▶ **WRITTEN PROBLEM**: Leaving out the pictures, output the lines from the one that contains "Phrase: traffic light" through the end of the material, exactly as they stand.

[Data entries]
========================================================================
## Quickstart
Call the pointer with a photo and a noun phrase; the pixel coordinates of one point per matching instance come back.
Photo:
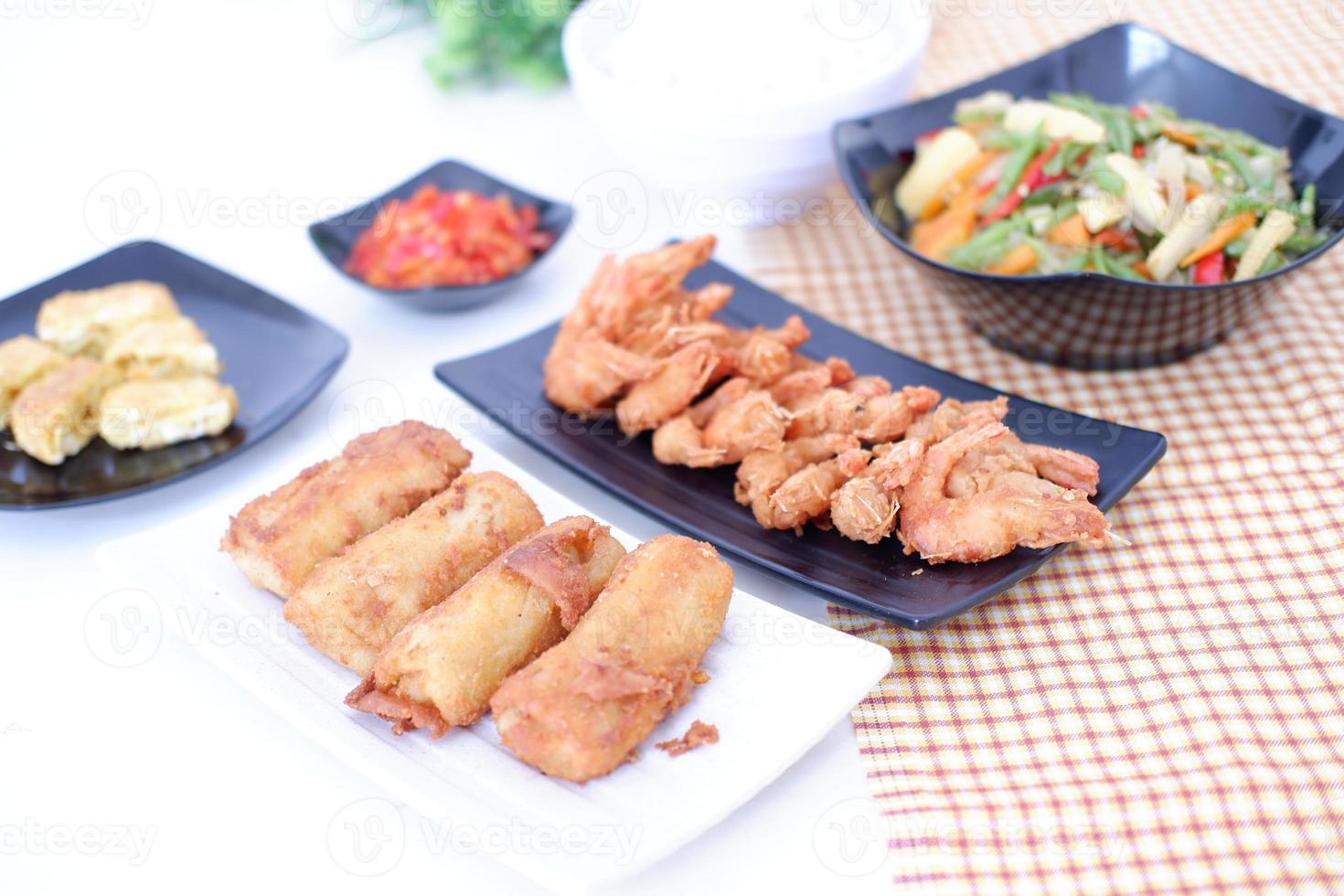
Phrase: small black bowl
(1085, 318)
(335, 237)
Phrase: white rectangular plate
(778, 683)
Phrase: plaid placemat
(1151, 719)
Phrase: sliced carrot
(955, 185)
(1070, 231)
(938, 237)
(1223, 234)
(1184, 137)
(1118, 240)
(1019, 261)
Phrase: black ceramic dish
(874, 579)
(1085, 318)
(276, 357)
(335, 237)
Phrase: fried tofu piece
(58, 415)
(85, 321)
(148, 414)
(352, 604)
(277, 539)
(23, 360)
(441, 670)
(165, 348)
(580, 709)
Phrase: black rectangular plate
(874, 579)
(276, 357)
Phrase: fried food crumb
(698, 735)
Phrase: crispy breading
(149, 414)
(354, 603)
(441, 669)
(23, 360)
(85, 321)
(581, 709)
(165, 348)
(279, 538)
(58, 415)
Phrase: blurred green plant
(499, 40)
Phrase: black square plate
(335, 237)
(874, 579)
(276, 357)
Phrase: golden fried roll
(352, 604)
(23, 360)
(441, 670)
(58, 415)
(148, 414)
(588, 703)
(379, 477)
(85, 321)
(162, 349)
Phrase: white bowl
(734, 100)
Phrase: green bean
(1275, 261)
(1120, 132)
(1243, 168)
(1074, 262)
(1307, 208)
(1246, 202)
(987, 245)
(1303, 242)
(1047, 195)
(1014, 166)
(998, 139)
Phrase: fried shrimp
(877, 418)
(580, 709)
(864, 508)
(1014, 509)
(586, 375)
(763, 472)
(952, 415)
(1007, 454)
(809, 380)
(806, 493)
(669, 389)
(603, 346)
(643, 344)
(750, 422)
(441, 669)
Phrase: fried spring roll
(379, 477)
(23, 360)
(441, 670)
(352, 604)
(57, 417)
(582, 709)
(85, 321)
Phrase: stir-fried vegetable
(1070, 183)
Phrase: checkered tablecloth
(1151, 719)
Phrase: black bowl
(335, 237)
(1086, 318)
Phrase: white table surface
(240, 123)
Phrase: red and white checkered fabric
(1151, 719)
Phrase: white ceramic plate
(778, 683)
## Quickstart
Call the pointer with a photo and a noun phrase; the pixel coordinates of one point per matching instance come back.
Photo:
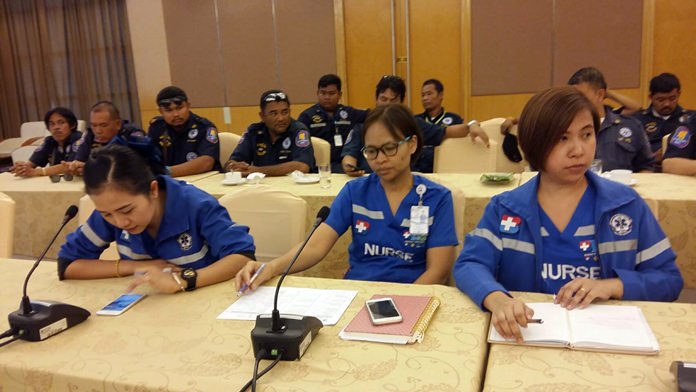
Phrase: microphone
(39, 320)
(289, 335)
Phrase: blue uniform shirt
(87, 144)
(622, 144)
(51, 153)
(383, 248)
(195, 232)
(256, 147)
(334, 129)
(433, 135)
(198, 137)
(572, 253)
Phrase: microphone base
(46, 319)
(292, 340)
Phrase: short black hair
(329, 79)
(273, 96)
(664, 83)
(436, 83)
(171, 92)
(391, 82)
(66, 113)
(589, 75)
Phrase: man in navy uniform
(189, 143)
(105, 125)
(330, 120)
(277, 145)
(664, 114)
(392, 89)
(432, 94)
(621, 141)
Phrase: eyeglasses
(275, 97)
(56, 177)
(388, 149)
(178, 100)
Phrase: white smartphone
(120, 304)
(383, 311)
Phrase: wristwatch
(189, 275)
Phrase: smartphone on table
(383, 311)
(120, 304)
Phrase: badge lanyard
(419, 214)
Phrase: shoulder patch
(302, 138)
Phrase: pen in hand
(245, 286)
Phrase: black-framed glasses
(56, 177)
(280, 96)
(388, 149)
(178, 100)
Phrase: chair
(460, 155)
(86, 209)
(7, 217)
(277, 219)
(228, 142)
(322, 151)
(22, 154)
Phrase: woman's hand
(508, 314)
(582, 292)
(244, 275)
(160, 279)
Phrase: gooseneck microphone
(289, 335)
(39, 320)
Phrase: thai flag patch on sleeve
(510, 224)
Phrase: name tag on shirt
(419, 220)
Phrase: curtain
(69, 53)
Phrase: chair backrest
(33, 129)
(460, 155)
(22, 154)
(86, 208)
(7, 218)
(322, 151)
(228, 142)
(277, 219)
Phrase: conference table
(175, 343)
(521, 368)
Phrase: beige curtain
(63, 53)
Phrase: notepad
(417, 311)
(326, 305)
(607, 328)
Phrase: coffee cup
(622, 176)
(233, 176)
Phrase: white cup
(233, 176)
(622, 176)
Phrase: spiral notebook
(417, 311)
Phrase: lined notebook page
(410, 307)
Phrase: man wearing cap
(621, 141)
(330, 120)
(105, 126)
(432, 95)
(188, 142)
(277, 145)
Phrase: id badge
(338, 140)
(419, 220)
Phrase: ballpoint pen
(245, 286)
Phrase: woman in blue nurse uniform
(567, 231)
(172, 235)
(402, 224)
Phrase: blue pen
(245, 286)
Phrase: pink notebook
(415, 310)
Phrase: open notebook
(608, 328)
(417, 311)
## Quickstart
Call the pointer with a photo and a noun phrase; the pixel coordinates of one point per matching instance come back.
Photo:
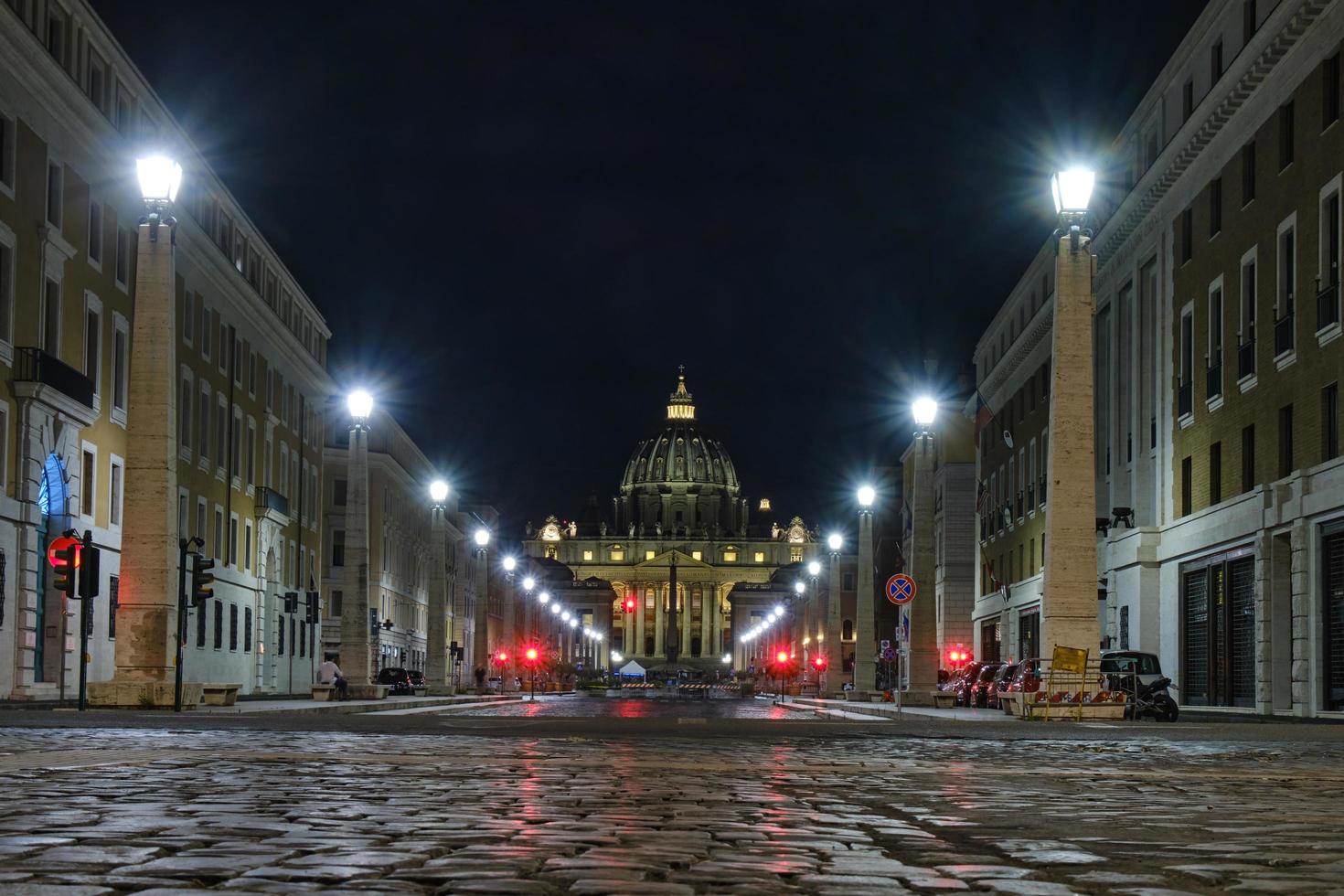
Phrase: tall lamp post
(437, 663)
(918, 658)
(481, 609)
(1069, 587)
(357, 621)
(834, 646)
(864, 673)
(148, 601)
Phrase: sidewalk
(889, 709)
(348, 707)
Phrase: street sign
(901, 589)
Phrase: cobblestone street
(101, 810)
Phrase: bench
(219, 695)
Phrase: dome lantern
(679, 403)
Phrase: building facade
(679, 504)
(248, 343)
(1220, 486)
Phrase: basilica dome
(680, 478)
(680, 453)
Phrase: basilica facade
(677, 539)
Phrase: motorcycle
(1153, 700)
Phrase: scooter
(1153, 700)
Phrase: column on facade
(146, 638)
(436, 629)
(1069, 603)
(659, 621)
(637, 640)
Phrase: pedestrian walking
(329, 673)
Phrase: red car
(964, 683)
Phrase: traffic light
(88, 564)
(202, 581)
(63, 555)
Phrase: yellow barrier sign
(1069, 660)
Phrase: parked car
(397, 680)
(980, 687)
(1026, 677)
(964, 683)
(1003, 676)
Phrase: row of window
(1287, 458)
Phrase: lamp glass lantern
(923, 410)
(160, 177)
(360, 404)
(1072, 189)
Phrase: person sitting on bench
(329, 673)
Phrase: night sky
(519, 218)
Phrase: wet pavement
(165, 810)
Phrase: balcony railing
(272, 500)
(1246, 359)
(1284, 334)
(37, 366)
(1328, 306)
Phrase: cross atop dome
(680, 406)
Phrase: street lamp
(360, 404)
(159, 177)
(923, 410)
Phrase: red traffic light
(57, 552)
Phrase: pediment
(664, 560)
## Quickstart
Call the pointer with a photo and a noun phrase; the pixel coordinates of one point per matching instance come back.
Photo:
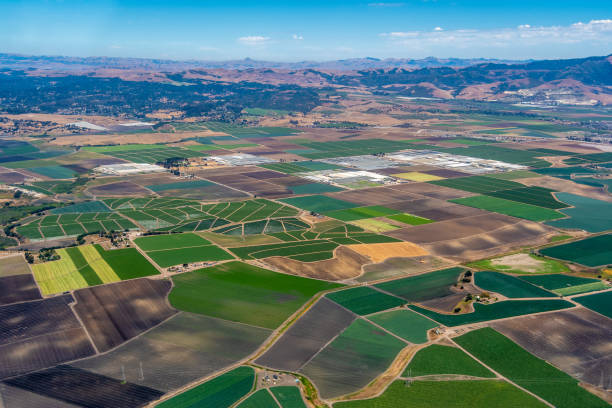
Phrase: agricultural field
(452, 394)
(404, 323)
(592, 252)
(425, 286)
(89, 265)
(440, 359)
(243, 293)
(174, 249)
(498, 310)
(222, 391)
(565, 285)
(528, 371)
(365, 300)
(599, 302)
(508, 285)
(352, 360)
(508, 207)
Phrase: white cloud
(254, 40)
(599, 31)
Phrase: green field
(314, 188)
(410, 219)
(526, 370)
(243, 293)
(593, 251)
(352, 360)
(498, 310)
(222, 391)
(406, 324)
(507, 207)
(259, 399)
(423, 287)
(364, 300)
(440, 359)
(359, 213)
(599, 302)
(508, 285)
(288, 396)
(448, 394)
(79, 267)
(538, 196)
(478, 184)
(565, 285)
(537, 264)
(170, 241)
(588, 214)
(318, 203)
(205, 253)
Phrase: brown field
(500, 240)
(115, 313)
(395, 267)
(576, 341)
(346, 264)
(380, 252)
(375, 196)
(128, 138)
(13, 265)
(568, 186)
(453, 229)
(122, 188)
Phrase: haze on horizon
(314, 30)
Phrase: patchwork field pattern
(243, 293)
(518, 365)
(352, 360)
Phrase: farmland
(452, 394)
(352, 359)
(495, 311)
(243, 293)
(222, 391)
(439, 359)
(535, 375)
(508, 285)
(594, 251)
(88, 265)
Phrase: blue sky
(308, 30)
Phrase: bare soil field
(503, 239)
(381, 252)
(180, 350)
(453, 229)
(375, 196)
(432, 190)
(45, 350)
(321, 323)
(119, 189)
(13, 397)
(115, 313)
(18, 288)
(13, 265)
(346, 264)
(568, 186)
(576, 341)
(83, 388)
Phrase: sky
(307, 30)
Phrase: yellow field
(58, 276)
(374, 225)
(99, 265)
(417, 176)
(380, 252)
========================================================================
▶ **SOLVED EXERCISE**:
Phrase: traffic light
(88, 564)
(202, 581)
(63, 555)
Phrase: yellow barrier sign
(1069, 660)
Phrase: parked car
(397, 680)
(980, 687)
(1026, 677)
(964, 683)
(1003, 676)
Phrase: row of window
(1287, 458)
Phrase: lamp glass lantern
(923, 410)
(160, 177)
(360, 404)
(1072, 189)
Phrase: person sitting on bench
(329, 673)
Phrase: night sky
(519, 218)
Phrase: wet pavement
(165, 810)
Phrase: balcony railing
(272, 500)
(1246, 359)
(1284, 334)
(37, 366)
(1328, 306)
Phrase: cross atop dome
(680, 406)
Phrase: street lamp
(360, 404)
(159, 177)
(923, 410)
Phrase: red traffic light
(57, 552)
Phrase: pediment
(664, 560)
## Quickstart
Call the pointer with a photo and a noun phrase; the pixel coordinates of one point per matching instance come back.
Photo:
Phrase: agricultural field
(452, 394)
(404, 323)
(592, 252)
(425, 286)
(89, 265)
(440, 359)
(243, 293)
(174, 249)
(498, 310)
(222, 391)
(565, 285)
(528, 371)
(365, 300)
(599, 302)
(508, 285)
(352, 360)
(508, 207)
Phrase: white cloud
(254, 40)
(599, 31)
Phrase: green field
(314, 188)
(410, 219)
(526, 370)
(243, 293)
(593, 251)
(352, 360)
(498, 310)
(222, 391)
(406, 324)
(507, 207)
(259, 399)
(423, 287)
(364, 300)
(440, 359)
(359, 213)
(599, 302)
(508, 285)
(288, 396)
(448, 394)
(79, 267)
(538, 196)
(478, 184)
(565, 285)
(537, 264)
(170, 241)
(588, 214)
(318, 203)
(205, 253)
Phrase: brown field
(500, 240)
(115, 313)
(395, 267)
(576, 341)
(346, 264)
(380, 252)
(375, 196)
(128, 138)
(13, 265)
(568, 186)
(453, 229)
(122, 188)
Phrase: haze on horizon
(314, 30)
Phrase: patchwork field pattern
(243, 293)
(518, 365)
(352, 360)
Phrase: farmland
(452, 394)
(352, 359)
(495, 311)
(243, 293)
(222, 391)
(439, 359)
(535, 375)
(508, 285)
(594, 251)
(88, 265)
Phrase: blue sky
(308, 30)
Phrase: bare soil field
(503, 239)
(381, 252)
(180, 350)
(453, 229)
(375, 196)
(432, 190)
(45, 350)
(321, 323)
(119, 189)
(13, 397)
(115, 313)
(18, 288)
(13, 265)
(346, 264)
(568, 186)
(576, 341)
(83, 388)
Phrase: sky
(307, 30)
Phrase: yellow field
(58, 276)
(374, 225)
(99, 265)
(417, 176)
(380, 252)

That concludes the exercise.